━━━━━ Supplied material

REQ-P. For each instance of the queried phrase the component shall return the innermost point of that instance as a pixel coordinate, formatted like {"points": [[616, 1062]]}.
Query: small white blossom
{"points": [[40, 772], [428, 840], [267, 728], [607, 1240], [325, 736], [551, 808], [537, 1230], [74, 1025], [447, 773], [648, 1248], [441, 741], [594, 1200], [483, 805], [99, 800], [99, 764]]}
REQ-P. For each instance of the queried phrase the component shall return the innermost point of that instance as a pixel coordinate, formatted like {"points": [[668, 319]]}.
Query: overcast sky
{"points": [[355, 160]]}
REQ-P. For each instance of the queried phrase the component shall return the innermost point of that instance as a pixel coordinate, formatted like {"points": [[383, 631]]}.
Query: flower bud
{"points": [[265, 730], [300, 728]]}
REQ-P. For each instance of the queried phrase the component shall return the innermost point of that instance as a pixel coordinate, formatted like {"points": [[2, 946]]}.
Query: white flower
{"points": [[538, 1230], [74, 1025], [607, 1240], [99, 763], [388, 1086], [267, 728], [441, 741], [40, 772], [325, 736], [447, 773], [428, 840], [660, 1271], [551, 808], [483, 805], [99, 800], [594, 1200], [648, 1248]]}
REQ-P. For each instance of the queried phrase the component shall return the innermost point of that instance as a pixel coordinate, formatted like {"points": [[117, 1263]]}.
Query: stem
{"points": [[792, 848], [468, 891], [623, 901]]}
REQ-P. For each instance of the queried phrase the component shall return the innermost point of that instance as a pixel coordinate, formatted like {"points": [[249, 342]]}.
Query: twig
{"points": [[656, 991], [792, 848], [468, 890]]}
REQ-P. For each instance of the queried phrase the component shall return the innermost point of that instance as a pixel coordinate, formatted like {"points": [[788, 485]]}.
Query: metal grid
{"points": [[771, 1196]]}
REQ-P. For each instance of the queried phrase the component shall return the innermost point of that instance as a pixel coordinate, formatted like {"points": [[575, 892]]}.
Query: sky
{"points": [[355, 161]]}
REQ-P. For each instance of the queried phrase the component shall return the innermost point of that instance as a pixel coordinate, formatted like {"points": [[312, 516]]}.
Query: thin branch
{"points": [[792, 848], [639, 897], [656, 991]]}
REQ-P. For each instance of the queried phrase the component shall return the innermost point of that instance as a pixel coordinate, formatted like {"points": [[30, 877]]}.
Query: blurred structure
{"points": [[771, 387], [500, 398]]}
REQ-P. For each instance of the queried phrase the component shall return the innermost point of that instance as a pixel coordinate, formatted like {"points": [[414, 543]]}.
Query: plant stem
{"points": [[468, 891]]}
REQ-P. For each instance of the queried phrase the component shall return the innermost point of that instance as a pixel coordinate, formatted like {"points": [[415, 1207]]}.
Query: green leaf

━━━━━━━━━━

- [Written instruction]:
Edit the data above by changing every "innermost point" to "central point" and leaving everything else untouched.

- [Task answer]:
REQ-P. For each instance of the queried phrase the component shall return the central point of that instance as a pixel coordinate, formatted like {"points": [[616, 1062]]}.
Query: small white blossom
{"points": [[40, 772], [428, 840], [267, 728], [607, 1240], [325, 736], [551, 808], [537, 1230], [74, 1025], [447, 773], [648, 1248], [441, 741], [594, 1200], [483, 805], [99, 800], [99, 764]]}
REQ-P. For each instance of the queried phrase the component shall return the central point of that instance as a pixel coordinate, formatted like {"points": [[668, 319]]}.
Query: overcast sky
{"points": [[355, 160]]}
REQ-P. For each instance of the queried phrase the component shall return the central point of that instance as a pixel coordinate, formatted like {"points": [[383, 631]]}.
Query: flower bud
{"points": [[265, 730], [300, 728]]}
REQ-P. For each instance of the queried phrase the component shall return the central point of that instance as a pixel coordinate, formatted like {"points": [[2, 946]]}.
Query: white flower
{"points": [[538, 1230], [74, 1025], [607, 1240], [99, 763], [388, 1086], [267, 728], [441, 741], [40, 772], [325, 736], [447, 773], [428, 840], [660, 1271], [551, 808], [483, 805], [99, 800], [594, 1200], [648, 1248]]}
REQ-P. For each instance of the queried phrase the component shall return the central point of that instance as a pixel coordinate, formatted like {"points": [[117, 1263]]}.
Query: stem
{"points": [[792, 848], [468, 891], [623, 901]]}
REQ-P. For each instance of the queried phrase the component shall return the central point of that instance as a pixel coordinate, formatted like {"points": [[249, 342]]}.
Query: twig
{"points": [[656, 991], [792, 848], [468, 890]]}
REQ-P. For each instance of the queried phrase the component shall return the central point of that instance as a pixel coordinate, formatted like {"points": [[788, 485]]}.
Query: metal grid
{"points": [[771, 1196]]}
REQ-P. For each instance of the queried phrase the component shall return the central point of that instance as a pixel coordinate, formatted like {"points": [[575, 892]]}.
Query: sky
{"points": [[355, 161]]}
REQ-P. For each instance of the queried phrase the component shall return the central point of that instance as a pixel coordinate, formatted like {"points": [[312, 516]]}.
Query: thin branch
{"points": [[792, 848], [639, 897], [656, 991]]}
REQ-P. For each instance of the queried phrase the component shall return the central point of that instance as a pixel coordinate, formatted like {"points": [[30, 877]]}.
Query: blurred structure
{"points": [[771, 387], [500, 398]]}
REQ-P. For each instance of the queried phrase the component shall return the central point of that instance as a pixel coordinate, formatted like {"points": [[414, 543]]}.
Query: plant stem
{"points": [[468, 891]]}
REQ-P. For each instance of the queried phrase the component shall return the central point of that instance as a pixel coordinate, formatted like {"points": [[415, 1207]]}.
Query: green leaf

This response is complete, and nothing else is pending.